Work instructions: Copy each line of the records below that contains the string "blue", matching its case exactly.

Input rows:
╭──
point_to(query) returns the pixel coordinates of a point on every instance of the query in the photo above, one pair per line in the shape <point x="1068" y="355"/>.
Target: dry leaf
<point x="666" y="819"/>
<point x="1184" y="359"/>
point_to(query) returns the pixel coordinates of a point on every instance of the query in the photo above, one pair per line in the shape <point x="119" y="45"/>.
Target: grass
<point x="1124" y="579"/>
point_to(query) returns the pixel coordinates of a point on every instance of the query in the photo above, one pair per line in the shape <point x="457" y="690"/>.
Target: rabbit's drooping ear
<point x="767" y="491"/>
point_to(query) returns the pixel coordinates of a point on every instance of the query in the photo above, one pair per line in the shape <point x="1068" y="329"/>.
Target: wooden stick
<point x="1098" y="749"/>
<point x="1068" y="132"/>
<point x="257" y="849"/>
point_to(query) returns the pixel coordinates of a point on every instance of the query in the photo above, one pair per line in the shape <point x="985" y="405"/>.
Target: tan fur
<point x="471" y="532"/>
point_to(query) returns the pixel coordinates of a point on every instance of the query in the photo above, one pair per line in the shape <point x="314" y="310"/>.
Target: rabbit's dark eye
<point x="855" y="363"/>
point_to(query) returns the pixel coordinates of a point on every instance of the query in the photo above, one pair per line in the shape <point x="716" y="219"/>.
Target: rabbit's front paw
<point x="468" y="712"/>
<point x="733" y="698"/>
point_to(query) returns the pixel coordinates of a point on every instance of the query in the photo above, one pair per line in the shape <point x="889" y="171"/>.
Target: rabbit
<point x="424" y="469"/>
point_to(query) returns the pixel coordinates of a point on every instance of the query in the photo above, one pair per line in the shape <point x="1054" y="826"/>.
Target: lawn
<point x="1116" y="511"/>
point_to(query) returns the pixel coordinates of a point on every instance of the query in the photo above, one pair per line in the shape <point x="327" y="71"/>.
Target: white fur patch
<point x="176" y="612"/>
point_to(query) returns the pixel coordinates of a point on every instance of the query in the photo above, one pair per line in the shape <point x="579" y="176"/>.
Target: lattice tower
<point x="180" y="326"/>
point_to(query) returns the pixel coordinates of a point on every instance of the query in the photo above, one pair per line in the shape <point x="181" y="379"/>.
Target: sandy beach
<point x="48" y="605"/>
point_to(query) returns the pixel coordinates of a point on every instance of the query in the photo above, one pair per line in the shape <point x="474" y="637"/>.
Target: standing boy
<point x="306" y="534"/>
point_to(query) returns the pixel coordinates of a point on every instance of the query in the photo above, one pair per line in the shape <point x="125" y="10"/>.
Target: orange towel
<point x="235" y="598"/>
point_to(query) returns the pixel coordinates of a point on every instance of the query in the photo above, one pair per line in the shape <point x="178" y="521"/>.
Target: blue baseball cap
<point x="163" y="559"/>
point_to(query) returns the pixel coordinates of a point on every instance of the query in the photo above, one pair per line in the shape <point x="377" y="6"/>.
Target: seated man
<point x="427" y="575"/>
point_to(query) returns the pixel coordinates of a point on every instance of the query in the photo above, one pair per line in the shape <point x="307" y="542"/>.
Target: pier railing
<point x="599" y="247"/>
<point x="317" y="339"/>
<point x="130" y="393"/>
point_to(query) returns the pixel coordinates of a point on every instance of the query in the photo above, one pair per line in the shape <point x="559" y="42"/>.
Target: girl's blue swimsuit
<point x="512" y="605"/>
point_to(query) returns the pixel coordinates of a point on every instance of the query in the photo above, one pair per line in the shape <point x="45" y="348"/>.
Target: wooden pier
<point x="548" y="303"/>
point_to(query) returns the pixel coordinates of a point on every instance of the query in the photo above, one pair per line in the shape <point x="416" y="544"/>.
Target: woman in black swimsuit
╰──
Final result:
Target: blue baseball cap
Target: girl's blue swimsuit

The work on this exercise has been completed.